### Records shown
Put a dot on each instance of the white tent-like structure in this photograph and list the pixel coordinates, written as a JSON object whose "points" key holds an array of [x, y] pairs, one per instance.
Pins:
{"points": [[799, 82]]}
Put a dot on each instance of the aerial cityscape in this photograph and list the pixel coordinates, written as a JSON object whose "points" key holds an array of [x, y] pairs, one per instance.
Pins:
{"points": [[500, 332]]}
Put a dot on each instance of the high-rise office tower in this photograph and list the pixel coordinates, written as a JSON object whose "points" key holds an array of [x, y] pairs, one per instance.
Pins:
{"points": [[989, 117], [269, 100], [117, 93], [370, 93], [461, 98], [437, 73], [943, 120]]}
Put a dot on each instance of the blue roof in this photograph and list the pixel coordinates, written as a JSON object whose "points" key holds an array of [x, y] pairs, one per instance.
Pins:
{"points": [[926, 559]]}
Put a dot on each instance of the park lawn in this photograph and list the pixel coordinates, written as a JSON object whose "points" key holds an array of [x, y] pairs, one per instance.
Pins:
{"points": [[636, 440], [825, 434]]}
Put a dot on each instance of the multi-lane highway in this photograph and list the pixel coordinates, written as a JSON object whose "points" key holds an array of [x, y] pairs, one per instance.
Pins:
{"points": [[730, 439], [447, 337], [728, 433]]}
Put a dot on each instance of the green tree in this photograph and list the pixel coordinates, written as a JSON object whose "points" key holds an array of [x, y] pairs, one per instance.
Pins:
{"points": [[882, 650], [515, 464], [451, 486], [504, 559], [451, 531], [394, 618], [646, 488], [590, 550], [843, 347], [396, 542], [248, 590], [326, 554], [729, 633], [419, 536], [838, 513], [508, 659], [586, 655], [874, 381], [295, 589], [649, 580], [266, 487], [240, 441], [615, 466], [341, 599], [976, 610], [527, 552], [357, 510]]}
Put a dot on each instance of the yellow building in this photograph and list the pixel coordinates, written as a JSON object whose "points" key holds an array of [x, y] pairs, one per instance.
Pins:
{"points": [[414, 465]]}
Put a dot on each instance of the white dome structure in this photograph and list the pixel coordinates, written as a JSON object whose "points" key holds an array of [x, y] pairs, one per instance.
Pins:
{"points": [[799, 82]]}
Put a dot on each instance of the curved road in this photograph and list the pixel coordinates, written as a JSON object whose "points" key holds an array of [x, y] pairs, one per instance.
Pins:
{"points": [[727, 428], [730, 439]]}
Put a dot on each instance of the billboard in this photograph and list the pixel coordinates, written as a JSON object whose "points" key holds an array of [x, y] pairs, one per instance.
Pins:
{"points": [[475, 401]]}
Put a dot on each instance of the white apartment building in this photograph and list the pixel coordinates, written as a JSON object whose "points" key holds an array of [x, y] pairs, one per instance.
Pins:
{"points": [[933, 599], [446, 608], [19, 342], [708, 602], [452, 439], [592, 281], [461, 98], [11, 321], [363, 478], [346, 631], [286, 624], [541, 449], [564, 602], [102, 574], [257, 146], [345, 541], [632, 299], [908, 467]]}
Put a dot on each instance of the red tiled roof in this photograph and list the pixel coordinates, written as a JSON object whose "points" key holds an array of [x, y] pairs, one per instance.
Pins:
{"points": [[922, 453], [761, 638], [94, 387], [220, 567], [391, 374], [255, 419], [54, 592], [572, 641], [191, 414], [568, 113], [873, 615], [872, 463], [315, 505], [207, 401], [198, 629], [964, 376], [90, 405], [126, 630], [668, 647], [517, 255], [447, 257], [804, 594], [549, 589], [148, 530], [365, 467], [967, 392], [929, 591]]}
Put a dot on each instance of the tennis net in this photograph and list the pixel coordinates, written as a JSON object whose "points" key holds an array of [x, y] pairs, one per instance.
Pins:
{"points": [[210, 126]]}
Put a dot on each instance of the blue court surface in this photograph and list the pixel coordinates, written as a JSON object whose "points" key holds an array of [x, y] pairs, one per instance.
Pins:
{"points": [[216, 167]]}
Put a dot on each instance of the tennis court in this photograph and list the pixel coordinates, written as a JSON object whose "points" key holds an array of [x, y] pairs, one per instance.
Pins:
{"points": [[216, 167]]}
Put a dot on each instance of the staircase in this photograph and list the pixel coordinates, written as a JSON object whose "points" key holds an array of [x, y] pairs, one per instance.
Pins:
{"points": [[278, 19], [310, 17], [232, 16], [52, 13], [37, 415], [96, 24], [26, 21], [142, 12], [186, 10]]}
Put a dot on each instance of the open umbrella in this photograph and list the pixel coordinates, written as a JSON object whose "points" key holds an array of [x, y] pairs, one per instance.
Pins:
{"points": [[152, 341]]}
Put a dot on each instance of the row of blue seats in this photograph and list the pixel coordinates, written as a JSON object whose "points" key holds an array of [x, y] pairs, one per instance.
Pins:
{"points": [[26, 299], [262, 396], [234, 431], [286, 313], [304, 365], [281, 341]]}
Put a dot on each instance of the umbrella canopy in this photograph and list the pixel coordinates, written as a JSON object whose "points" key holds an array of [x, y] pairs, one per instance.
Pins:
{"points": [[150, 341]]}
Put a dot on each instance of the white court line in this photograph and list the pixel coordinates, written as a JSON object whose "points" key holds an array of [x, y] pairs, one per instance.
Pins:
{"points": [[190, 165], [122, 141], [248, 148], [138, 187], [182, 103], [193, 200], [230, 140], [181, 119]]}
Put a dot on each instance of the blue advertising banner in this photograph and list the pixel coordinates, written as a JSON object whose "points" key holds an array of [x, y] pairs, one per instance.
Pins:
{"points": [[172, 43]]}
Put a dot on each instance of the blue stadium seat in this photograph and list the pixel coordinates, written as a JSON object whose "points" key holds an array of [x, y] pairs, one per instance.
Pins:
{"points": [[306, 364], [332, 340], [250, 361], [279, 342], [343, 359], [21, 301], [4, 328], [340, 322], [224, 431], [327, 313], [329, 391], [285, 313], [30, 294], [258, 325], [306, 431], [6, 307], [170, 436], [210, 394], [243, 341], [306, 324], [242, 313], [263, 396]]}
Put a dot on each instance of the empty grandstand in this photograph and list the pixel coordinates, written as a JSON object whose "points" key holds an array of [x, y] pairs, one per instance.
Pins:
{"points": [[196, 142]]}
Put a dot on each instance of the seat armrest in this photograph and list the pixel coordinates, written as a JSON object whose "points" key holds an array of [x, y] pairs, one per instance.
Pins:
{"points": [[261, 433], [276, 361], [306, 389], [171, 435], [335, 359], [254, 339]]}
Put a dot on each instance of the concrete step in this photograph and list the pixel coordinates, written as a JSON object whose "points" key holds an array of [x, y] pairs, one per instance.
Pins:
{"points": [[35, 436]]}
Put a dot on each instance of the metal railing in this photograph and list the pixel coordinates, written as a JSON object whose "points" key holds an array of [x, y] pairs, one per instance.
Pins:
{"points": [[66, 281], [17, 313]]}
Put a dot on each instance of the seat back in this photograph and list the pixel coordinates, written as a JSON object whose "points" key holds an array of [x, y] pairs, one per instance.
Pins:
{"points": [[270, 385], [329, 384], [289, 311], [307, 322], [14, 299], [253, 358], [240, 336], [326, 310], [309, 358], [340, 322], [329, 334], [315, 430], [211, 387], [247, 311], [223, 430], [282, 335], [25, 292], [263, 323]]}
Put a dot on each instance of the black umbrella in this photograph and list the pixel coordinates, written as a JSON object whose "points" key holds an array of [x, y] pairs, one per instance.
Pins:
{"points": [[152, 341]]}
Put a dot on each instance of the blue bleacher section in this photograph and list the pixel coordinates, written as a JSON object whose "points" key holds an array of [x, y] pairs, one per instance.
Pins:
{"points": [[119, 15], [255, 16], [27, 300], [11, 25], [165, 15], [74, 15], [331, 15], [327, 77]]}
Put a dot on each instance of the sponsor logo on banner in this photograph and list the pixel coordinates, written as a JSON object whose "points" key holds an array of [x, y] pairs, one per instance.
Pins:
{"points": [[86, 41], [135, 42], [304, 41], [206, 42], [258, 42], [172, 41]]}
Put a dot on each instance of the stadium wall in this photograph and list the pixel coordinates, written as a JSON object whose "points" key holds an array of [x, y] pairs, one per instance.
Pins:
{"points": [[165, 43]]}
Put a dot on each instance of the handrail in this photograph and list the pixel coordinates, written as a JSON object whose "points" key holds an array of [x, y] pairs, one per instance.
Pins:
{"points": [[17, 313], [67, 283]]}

### Given request
Find the line containing "Put a dot on each instance of the sponsor", then output it and every line after it to the end of the data, exactly.

### Reply
Put a dot on each instance of the sponsor logo on banner in this photograph and list the pixel coordinates, written as a JSON object whose "points" key holds an array of [x, y] pairs, one per instance.
Pins:
{"points": [[86, 41], [135, 42], [304, 41], [206, 42], [258, 42], [172, 41]]}
Put a dot on each instance of the stadium wall in this photograph and list the pixel coordinates, written as a JSON object whose "points" key holds an array of [x, y] pairs, one per instance.
Pins:
{"points": [[165, 43]]}
Put a dot on each instance of the handrail in this photograph and list the pixel coordinates, written as a JSON object whose "points" key holds an array of [x, y] pairs, one per instance.
Pins:
{"points": [[17, 313], [67, 283]]}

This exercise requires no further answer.